> _EXCERPT_
ISO 9001 & UKAS Registered, Electron Beam Services in the United Kingdom ISO 9001 & UKAS Registered, Electron Beam Services in the United Kingdom

26/06/20
Over the last few months, many of us have faced shortages of our favourite food products at the supermarkets. Even after the hoarding crisis died down, when consumers emptied shelves in panic, major retailers have failed to supply everything their customers want to buy due to countries locking their borders.

Without being able to rely on trade as much as before, it has led experts to question whether one of the legacies of the coronavirus pandemic is the UK becoming more self-sufficient in its food production.

An article in World Crunch revealed that 86 per cent of Germans wanted the nation to “be able to meet its own needs for basic foodstuffs through domestic agriculture”.

The study, carried out by the University of Gottingen, revealed the majority of Germans wanted the country to improve its agricultural food production so consumers would not have to restrict the amount of pasta, sugar, yeast, or flour they could buy in the future.

However, this might not be as simple as it seems, with many ingredients being flown in from all over the world.

Rudolf Trettenbrein, managing director of the consultancy firm Inverto Austria, said: “Many ingredients that could be produced in Germany actually come from China. That’s often the case, for example, with dried fruits such as apricots, peaches and plums.”

[Dataset records]

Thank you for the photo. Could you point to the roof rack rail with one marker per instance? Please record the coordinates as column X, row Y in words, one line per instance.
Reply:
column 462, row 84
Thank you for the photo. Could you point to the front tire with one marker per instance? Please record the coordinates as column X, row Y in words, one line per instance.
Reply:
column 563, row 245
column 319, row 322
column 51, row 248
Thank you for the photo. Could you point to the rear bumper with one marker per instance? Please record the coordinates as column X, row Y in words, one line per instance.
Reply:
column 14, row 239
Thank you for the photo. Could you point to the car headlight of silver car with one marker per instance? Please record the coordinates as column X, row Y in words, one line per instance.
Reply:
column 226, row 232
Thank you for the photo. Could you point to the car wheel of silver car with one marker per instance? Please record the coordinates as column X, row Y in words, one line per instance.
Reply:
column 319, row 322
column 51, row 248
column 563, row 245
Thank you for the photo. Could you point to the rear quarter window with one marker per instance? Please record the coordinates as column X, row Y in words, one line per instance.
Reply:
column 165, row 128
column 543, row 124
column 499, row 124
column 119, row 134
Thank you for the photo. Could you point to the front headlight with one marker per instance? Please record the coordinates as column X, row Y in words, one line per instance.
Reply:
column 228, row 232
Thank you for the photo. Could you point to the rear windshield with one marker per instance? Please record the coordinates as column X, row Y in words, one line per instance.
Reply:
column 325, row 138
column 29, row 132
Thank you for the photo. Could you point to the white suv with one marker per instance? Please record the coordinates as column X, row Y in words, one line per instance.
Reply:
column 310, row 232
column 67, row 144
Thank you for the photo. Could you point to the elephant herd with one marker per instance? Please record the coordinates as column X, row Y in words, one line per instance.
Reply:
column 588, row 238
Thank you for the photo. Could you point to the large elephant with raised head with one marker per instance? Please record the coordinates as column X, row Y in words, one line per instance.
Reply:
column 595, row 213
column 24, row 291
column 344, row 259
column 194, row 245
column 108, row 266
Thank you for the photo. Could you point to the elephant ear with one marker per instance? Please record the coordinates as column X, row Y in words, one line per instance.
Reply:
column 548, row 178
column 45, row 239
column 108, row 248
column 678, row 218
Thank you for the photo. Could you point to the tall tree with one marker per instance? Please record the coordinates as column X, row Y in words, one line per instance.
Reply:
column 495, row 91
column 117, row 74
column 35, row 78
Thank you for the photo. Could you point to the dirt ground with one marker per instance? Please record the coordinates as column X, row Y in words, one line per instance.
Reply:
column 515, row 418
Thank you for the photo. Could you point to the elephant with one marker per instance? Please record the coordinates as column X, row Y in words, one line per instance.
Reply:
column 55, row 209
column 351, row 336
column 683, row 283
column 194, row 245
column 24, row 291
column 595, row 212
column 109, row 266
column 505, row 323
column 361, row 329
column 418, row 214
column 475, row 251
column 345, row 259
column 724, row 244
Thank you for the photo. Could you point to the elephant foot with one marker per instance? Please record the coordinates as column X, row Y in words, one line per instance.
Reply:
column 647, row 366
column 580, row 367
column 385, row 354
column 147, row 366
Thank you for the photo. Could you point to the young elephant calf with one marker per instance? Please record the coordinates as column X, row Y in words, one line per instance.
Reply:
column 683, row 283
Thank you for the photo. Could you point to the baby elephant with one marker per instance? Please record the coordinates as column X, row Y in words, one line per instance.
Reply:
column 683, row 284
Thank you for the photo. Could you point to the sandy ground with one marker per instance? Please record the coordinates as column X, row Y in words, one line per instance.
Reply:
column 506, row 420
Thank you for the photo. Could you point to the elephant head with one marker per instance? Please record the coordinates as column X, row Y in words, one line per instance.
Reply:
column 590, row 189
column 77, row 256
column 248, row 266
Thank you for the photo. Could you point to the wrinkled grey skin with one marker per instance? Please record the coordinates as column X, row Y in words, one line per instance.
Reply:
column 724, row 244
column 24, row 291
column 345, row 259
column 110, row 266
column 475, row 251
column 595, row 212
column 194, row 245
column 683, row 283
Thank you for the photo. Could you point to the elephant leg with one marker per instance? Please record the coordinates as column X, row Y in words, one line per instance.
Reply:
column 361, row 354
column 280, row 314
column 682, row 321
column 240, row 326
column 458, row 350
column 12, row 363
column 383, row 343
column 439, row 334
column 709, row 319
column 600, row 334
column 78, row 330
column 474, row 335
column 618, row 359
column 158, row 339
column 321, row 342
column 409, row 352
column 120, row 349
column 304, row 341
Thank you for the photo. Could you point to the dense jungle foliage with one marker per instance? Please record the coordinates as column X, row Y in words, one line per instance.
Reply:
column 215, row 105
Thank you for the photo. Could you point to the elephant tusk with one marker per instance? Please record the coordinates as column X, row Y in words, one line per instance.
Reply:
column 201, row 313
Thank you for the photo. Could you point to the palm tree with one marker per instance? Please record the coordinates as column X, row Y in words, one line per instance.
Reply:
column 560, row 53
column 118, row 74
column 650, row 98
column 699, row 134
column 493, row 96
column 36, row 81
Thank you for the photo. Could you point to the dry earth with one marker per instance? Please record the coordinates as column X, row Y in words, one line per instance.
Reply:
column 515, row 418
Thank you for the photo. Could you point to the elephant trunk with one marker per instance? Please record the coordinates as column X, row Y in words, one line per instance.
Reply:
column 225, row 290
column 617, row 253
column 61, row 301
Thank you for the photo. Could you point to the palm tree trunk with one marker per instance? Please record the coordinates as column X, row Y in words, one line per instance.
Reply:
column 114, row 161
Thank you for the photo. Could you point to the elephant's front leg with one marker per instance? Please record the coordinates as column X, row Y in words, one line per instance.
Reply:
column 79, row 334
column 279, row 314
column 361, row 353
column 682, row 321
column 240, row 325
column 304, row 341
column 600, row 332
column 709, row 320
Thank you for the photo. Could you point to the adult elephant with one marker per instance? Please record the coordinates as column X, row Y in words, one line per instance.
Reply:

> _EXERCISE 1_
In the food self-sufficiency article, copy out the stretch from "Without being able" through "its food production.".
> _EXERCISE 2_
According to the food self-sufficiency article, which university carried out the study on German attitudes toward domestic food production?

> _WRITTEN ANSWER 1_
Without being able to rely on trade as much as before, it has led experts to question whether one of the legacies of the coronavirus pandemic is the UK becoming more self-sufficient in its food production.

> _WRITTEN ANSWER 2_
The University of Gottingen